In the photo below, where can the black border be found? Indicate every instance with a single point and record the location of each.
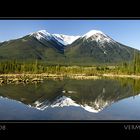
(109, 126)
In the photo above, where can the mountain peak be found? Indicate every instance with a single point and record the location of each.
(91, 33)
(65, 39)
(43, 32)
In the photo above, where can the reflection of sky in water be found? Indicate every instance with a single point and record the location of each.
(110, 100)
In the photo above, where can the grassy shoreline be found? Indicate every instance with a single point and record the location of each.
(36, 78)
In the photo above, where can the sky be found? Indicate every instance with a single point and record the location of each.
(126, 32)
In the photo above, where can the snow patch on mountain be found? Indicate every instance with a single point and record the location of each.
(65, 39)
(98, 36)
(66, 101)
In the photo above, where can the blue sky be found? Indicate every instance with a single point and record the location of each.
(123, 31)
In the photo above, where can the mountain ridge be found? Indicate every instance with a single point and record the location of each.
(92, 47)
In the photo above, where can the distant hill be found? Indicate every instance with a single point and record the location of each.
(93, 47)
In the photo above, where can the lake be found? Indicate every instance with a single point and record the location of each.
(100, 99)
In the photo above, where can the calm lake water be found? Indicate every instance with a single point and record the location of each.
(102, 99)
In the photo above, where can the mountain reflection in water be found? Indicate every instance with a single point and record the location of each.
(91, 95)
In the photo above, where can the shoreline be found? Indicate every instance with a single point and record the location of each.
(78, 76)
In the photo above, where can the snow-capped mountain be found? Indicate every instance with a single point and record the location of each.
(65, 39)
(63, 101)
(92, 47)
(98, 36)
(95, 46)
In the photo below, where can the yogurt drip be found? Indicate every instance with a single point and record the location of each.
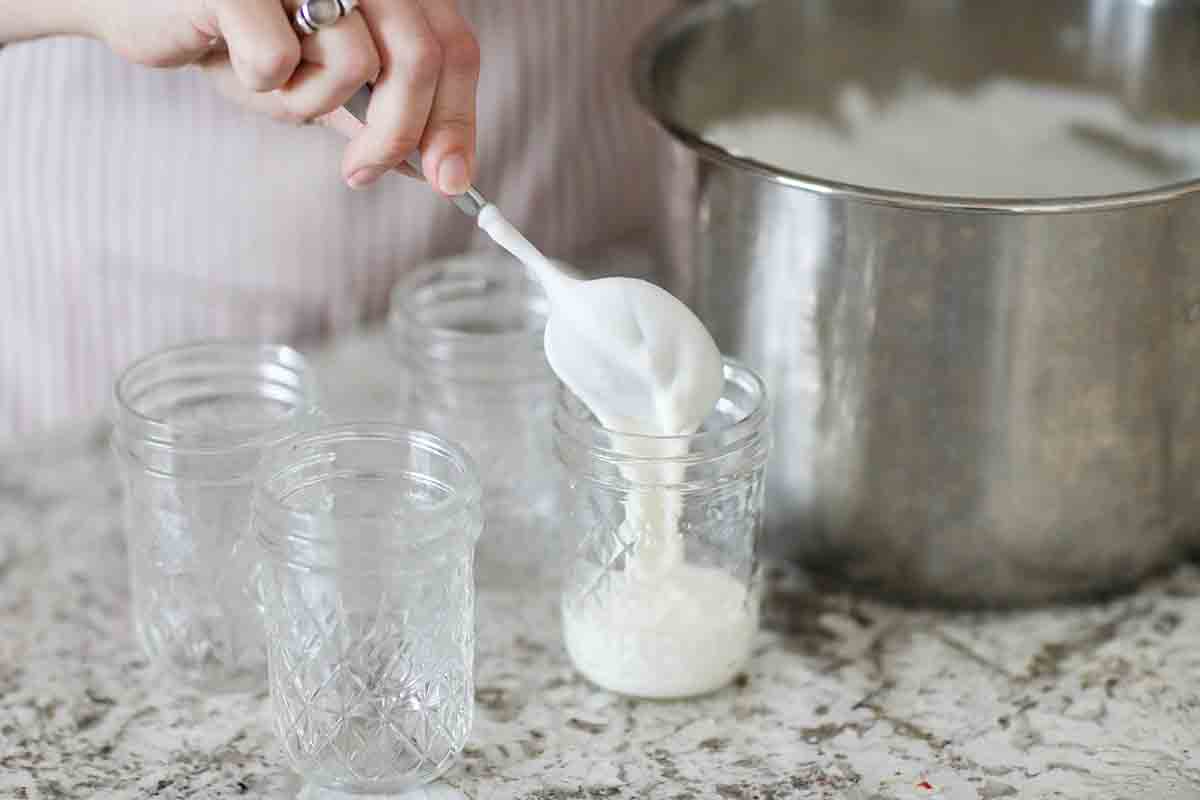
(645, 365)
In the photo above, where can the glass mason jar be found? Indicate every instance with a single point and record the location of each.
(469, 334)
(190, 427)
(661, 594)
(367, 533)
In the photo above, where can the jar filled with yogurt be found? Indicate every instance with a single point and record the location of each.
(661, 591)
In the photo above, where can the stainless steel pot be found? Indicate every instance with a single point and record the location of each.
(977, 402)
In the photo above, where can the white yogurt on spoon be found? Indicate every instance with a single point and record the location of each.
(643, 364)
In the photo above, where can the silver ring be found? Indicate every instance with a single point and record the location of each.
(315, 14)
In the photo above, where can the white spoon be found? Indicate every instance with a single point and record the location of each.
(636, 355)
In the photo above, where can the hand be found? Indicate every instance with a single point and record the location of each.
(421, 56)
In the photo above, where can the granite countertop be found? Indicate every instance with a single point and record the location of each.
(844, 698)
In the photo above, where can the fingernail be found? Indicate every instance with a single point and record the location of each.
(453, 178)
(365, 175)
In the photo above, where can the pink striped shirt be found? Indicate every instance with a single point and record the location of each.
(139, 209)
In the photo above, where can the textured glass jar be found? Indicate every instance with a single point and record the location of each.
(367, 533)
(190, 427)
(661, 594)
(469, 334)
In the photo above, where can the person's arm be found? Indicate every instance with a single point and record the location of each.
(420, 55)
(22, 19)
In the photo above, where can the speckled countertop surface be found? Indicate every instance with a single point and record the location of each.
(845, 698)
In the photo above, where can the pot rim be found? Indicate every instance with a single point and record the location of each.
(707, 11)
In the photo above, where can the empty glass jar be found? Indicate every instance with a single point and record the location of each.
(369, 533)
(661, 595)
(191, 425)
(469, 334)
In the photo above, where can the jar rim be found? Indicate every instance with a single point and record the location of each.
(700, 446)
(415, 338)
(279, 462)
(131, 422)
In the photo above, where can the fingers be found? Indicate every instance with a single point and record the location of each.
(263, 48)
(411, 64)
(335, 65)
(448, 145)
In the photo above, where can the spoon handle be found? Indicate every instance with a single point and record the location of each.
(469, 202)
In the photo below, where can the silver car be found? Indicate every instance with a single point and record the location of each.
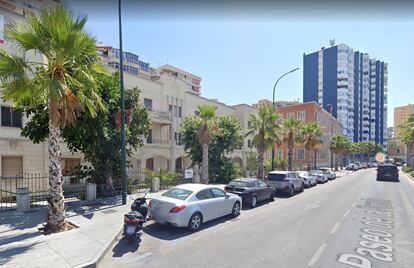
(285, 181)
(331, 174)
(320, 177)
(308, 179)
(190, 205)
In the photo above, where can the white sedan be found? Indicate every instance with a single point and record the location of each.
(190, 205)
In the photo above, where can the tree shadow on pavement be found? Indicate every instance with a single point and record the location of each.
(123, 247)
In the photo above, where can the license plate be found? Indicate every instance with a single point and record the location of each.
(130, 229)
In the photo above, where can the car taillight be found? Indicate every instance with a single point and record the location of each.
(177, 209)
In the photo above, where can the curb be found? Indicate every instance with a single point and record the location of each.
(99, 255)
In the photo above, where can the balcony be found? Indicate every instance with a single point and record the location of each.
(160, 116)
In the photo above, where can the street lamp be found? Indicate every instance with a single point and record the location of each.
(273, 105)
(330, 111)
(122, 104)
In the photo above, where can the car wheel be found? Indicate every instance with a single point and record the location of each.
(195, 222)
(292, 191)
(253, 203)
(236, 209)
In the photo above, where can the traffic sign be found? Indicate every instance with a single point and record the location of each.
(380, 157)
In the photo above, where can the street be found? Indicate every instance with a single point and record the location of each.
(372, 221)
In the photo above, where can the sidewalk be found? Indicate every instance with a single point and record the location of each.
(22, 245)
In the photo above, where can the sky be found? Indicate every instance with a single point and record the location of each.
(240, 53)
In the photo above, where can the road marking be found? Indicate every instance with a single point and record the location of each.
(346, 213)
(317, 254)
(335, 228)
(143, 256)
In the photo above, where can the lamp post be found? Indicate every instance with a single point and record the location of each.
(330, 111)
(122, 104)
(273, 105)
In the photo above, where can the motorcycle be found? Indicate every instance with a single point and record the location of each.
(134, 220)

....

▸ Task instructions: Only the pictures are left behind; write out everything else in the records exactly.

▸ Result of this task:
In the photo below, where can the black border be found? Indicate every instance with a single point and record the location of each.
(109, 126)
In the photo above, where can the mountain peak be found? Indicate every instance with a single point and record the location of each.
(91, 33)
(65, 39)
(43, 32)
In the photo above, where can the reflection of sky in water be found? Indicate every instance with a single point and record the location of each.
(110, 100)
In the photo above, where can the grassy shoreline be found? Indicate every instance with a single point and record the location of each.
(36, 78)
In the photo above, where can the sky be found? Indicate every instance with a single point and record the location of each.
(126, 32)
In the photo above, where can the snow patch on mountain be found? Indicate every instance with a single point and record the location of each.
(65, 39)
(98, 36)
(66, 101)
In the photo above, where can the blue sky be found? Indicate every instance with a single point and record the location of each.
(123, 31)
In the photo above, where can the mountain ridge be found? Indicate every instance with a single point and record the location of each.
(92, 47)
In the photo above, where can the distant hill be found? Indicate every instance with a single point and record the location of each.
(93, 47)
In the photo above, where can the lake be found? Indicate every instance with a single point and record the location of each.
(100, 99)
In the photo above, where can the calm lake water be found? Indicate every instance with a single point and record the location of each.
(102, 99)
In the photo above, where can the mountain reflection in water be found? Indicate every instance with a single point and record the location of each.
(91, 95)
In the photo above, where can the shoreline be found? Indicate every instance with a single point and record the location of each.
(78, 76)
In the photo above, where can the snow-capped mountain be found? Indicate every instance with a single point and record the location of each.
(65, 39)
(63, 101)
(92, 47)
(98, 36)
(95, 46)
In the photo below, where can the yogurt drip be found? Indicate every instance with a single point and record the location of each.
(645, 365)
In the photo above, where can the glass mason jar be found? Indicate every instance with a single point and record the location of each.
(469, 334)
(190, 427)
(661, 594)
(367, 533)
In the photo above, where can the jar filled with yogurt be found? Indicate every instance with a single point and record the location of each.
(661, 591)
In the photo above, where can the stainless steel pot be found? Indicate every instance with a single point and record the location of each.
(977, 402)
In the photo above, where can the white yogurt on spoon be found? Indicate every instance with a single point and record the location of each.
(643, 364)
In the photo above, where can the silver ring be found? Indicate every instance with a single point and record the location of each.
(315, 14)
In the photo above, where can the white spoon be found? Indicate every instance with a single point and record the location of each.
(636, 355)
In the photo above, where can the hand be found? Indicate every instance with a single point and record the location of each.
(421, 56)
In the photo above, where can the granite countertop be found? Indicate every instance with a single point and record the location of each.
(844, 698)
In the photo above, where can the fingernail be found? Indicate every instance with a single point and record the location of each.
(453, 178)
(365, 175)
In the photo above, where can the pink striped shirt be found? Indicate every instance with a single point and record the location of each.
(139, 209)
In the photo above, where can the textured glass jar be found? Indicate every instance with a single point and record the location of each.
(367, 533)
(190, 427)
(661, 594)
(469, 334)
In the photo above, where can the person's arm be found? Indicate every instance with a single point and record the location of each.
(420, 55)
(22, 19)
In the photo above, where can the speckled countertop surface be found? Indicate every instance with a single point and record the location of each.
(845, 698)
In the photo above, where can the pot rim be found? Indicate every instance with a single point and record the location of each.
(707, 11)
In the photo above, where can the empty glass jar be found? Indicate every instance with a single point and record the location of each.
(369, 533)
(661, 595)
(191, 425)
(469, 334)
In the photo above, where can the jar rim be found? Indicate every instance with a single point and record the location of each.
(700, 446)
(415, 338)
(279, 462)
(131, 422)
In the photo above, where can the fingers be found? Indicate every instance with a single point and record the location of each.
(263, 48)
(411, 64)
(335, 65)
(448, 145)
In the photo above, where can the spoon handle be found? Indicate every instance with a single point and record the location of each.
(469, 202)
In the photo below, where can the silver car be found? Indicate every instance with a single point and record the location of each.
(285, 181)
(331, 174)
(320, 177)
(308, 179)
(190, 205)
In the photo above, where can the white sedan be found? Indicate every instance with a single point and record the location of each.
(190, 205)
In the photo above, where can the tree shadow on pavement be found? Indicate every instance with a single point and record the location of each.
(123, 247)
In the photo above, where can the license plate be found? Indicate every instance with a single point and record the location of each.
(130, 229)
In the photo above, where can the car taillight be found? Indicate every instance with a single point and record the location of each.
(177, 209)
In the photo above, where can the curb be found? Indicate every instance with a single point and record the location of each.
(99, 255)
In the photo above, where can the balcony be found? Indicate every instance with a single point and record the location of each.
(160, 116)
In the photo above, where can the street lamp be found? Indicate every instance with a single point and record the location of each.
(273, 105)
(330, 111)
(122, 104)
In the photo above, where can the car wheel be found? Indicate every instance with a single point and record the location of each.
(195, 222)
(292, 191)
(253, 203)
(236, 209)
In the photo above, where can the traffic sign be found? Indicate every instance with a single point and record the location of each.
(380, 157)
In the photo above, where can the street be found? Indicate every instance with a single point and record the location of each.
(372, 221)
In the photo above, where can the sidewalk be found? Indicate every instance with a single point and record the location of each.
(22, 245)
In the photo above, where can the sky be found? Indicate every instance with a single point and record the location of each.
(240, 53)
In the photo above, where can the road marking be found? Indicate every instance with a single point and record the location of each.
(346, 213)
(317, 254)
(335, 228)
(143, 256)
In the photo above, where can the lamp post be found? Indicate every instance with a single point and record the location of each.
(330, 111)
(122, 104)
(273, 105)
In the photo above, where can the motorcycle be found? Indicate every instance with a single point and record the location of each.
(134, 220)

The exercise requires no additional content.